_ARBEITSAUFTRAG 1_. Woran erkennt man laut dem Text über Shopping auf Instagram die in die Bilder integrierte Shop-Funktion?
_ARBEITSAUFTRAG 2_. Führe den Text über Shopping auf Instagram im Anschluss an seinen letzten Satz weiter.

_VORLIEGENDER TEXT_.

——————————

Aktuelles Gesellschaftsleben

Sonderausgabe Berlin-Exkursion: Instagram goes Amazon?

Das Bestell- und Bezahltool Checkout on Instagram soll die Plattform auf das nächste Level des Social Commerce katapultieren. Nervige Kommerzialisierung sozialer Plattformen? Oder ein von Nutzer und Nutzerinnen gewünschte erleichtertes Shoppingerlebnis? Und was bedeutet das für Amazon, nachdem der Onlinehändler gerade seine dem Social Network vergleichbare Funktion Amazon Spark dichtgemacht hat? Beim Facebook-Besuch in Berlin war das neue Feature auch Gesprächsthema.

Instagram ist schon lange keine kreative Bilder-Plattform mit diversen Momentaufnahmen mehr, sondern wandelt sich mit Shoppable Posts, personalisierten Ads im Feed und in Stories sowie Influencer-Marketing immer mehr zur Shopping-Plattform. Auch Pinterest ist vorheriges Jahr mit seinen ,Shop the Look‘-Pins einen Schritt in Richtung E-Commerce gegangen. Jetzt soll auf Instagram mit einer integrierten Bestell- und Bezahlfunktion ‚Checkout on Instagram‘ das In-App-Shopping perfektioniert werden.

Von der Konsuminspiration zum Geschäft

Bei einer Milliarde weltweit aktiver Nutzer und Nutzerinnen folgen rund 80 Prozent – laut eigenen Angaben von Instagram – einem Unternehmen mit Businessprofil auf der Plattform. Das Interesse am Instagram-Shopping ist also vorhanden. Seit gut einem Jahr können Nutzer und Nutzerinnen in Deutschland über die in den Bildern integrierte Shop-Funktion, erkennbar durch das Einkaufstaschensymbol, direkt getaggte Produkte ansehen und auf die Seite der Verkäufer weitergeleitet werden.

——————————

_EINTRÄGE_.
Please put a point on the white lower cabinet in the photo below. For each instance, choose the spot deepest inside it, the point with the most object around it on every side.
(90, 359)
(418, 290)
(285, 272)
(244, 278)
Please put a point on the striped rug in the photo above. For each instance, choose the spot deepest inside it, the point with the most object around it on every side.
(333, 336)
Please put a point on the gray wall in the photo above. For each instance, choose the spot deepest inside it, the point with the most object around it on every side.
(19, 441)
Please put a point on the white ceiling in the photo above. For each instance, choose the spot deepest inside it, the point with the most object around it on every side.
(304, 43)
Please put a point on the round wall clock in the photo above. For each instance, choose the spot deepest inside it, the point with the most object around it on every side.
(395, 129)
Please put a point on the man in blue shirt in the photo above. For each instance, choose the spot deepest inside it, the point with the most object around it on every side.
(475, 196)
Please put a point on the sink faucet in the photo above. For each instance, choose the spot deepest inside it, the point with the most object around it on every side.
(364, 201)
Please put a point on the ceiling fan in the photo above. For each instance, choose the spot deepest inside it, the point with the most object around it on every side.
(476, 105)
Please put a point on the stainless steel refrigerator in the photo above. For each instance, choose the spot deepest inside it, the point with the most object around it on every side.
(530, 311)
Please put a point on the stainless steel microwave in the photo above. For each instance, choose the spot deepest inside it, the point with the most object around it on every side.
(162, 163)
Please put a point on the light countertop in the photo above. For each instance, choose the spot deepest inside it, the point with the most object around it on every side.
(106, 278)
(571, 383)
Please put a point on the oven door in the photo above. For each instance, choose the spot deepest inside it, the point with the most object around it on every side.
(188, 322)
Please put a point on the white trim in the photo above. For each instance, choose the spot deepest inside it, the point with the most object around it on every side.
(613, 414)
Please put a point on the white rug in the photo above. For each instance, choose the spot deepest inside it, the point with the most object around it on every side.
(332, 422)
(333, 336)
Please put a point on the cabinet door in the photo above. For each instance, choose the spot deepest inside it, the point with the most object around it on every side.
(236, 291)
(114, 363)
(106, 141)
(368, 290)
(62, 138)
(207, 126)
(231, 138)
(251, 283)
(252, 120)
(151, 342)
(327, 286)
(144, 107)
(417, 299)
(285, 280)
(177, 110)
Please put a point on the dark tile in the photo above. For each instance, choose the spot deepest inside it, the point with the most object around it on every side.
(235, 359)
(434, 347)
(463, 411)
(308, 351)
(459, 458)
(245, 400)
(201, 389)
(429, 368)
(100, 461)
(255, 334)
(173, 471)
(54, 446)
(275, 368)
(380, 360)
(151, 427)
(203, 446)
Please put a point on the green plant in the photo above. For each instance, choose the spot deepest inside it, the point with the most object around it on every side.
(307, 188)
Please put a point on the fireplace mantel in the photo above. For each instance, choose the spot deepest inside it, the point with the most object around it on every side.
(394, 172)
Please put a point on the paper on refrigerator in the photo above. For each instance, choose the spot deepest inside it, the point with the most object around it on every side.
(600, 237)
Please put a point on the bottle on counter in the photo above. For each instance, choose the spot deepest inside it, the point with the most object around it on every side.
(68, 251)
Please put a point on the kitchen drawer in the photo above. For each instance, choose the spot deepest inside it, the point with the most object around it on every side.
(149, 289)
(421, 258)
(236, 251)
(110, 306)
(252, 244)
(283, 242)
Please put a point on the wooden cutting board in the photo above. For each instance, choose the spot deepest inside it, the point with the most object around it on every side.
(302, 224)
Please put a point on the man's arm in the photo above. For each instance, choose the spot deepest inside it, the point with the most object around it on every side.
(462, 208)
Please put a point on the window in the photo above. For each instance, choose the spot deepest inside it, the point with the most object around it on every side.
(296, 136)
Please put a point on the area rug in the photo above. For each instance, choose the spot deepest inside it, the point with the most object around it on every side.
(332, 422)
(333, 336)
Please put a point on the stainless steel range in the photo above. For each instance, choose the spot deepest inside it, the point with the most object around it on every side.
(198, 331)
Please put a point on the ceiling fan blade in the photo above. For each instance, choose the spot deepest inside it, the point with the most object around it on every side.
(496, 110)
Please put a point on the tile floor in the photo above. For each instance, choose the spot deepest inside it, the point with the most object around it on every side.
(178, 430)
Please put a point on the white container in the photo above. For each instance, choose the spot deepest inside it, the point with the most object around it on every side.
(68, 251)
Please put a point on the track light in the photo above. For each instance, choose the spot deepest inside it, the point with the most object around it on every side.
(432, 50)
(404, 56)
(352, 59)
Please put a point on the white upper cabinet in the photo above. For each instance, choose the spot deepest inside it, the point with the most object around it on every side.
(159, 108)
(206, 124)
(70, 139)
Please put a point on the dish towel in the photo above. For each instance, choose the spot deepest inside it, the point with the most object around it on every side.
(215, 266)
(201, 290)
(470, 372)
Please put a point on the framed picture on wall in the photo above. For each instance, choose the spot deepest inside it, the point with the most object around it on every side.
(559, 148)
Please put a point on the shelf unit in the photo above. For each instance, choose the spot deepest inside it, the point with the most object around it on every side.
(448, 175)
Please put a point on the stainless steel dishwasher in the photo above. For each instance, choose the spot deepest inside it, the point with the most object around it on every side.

——————————

_ANTWORT 1_. Man erkennt sie am Einkaufstaschensymbol.

_ANTWORT 2_.
Auch weitere E-Commerce Elemente gibt es schon. Marken haben einen eigenen Bereich im Unternehmensprofil unter ‚Shopping‘, im Explore Bereich kann man die Option ‚Shop‘ auswählen und auch in Stories wurde die Shopping Funktion per ‚Swipe Up‘ integriert. Es wird also für Nutzer und Nutzerinnen immer einfacher, Produkte über die Plattform zu entdecken und dann auch zu kaufen. Mit der Einführung des neuen Checkout-Tools macht das Facebook-Tochterunternehmen das umstandslose In-App-Shopping möglich. Das Ziel dabei: die User möglichst lange in der eigenen Anwendung halten und sich durch die Funktion eine weitere Einnahmequelle schaffen.

Jim, Colourful shopping carts, CC BY-SA 2.0
Jim, Colourful shopping carts, CC BY-SA 2.0

Das Rundumpaket auf Instagram

Während die Käuferin oder der Käufer vorher durch das Auswählen der Produktinfo eines Shopping-Posts auf die Website des entsprechenden Verkäufers geführt wurde, ermöglicht die Checkout-Funktion die Produkte nicht nur über Instagram zu finden, sondern auch die Kaufabwicklung direkt in der App zu tätigen. So spielt sich die komplette Customer Journey – von der Inspiration bis zum Kauf – auf Instagram ab. Die Funktion wird in den USA in einer Beta-Version mit 23 Marken getestet, so unter anderem mit Adidas, Nike, Prada, Dior und Zara. Wann die Funktion weiter ausgebaut und international verfügbar sein wird, ist noch nicht klar.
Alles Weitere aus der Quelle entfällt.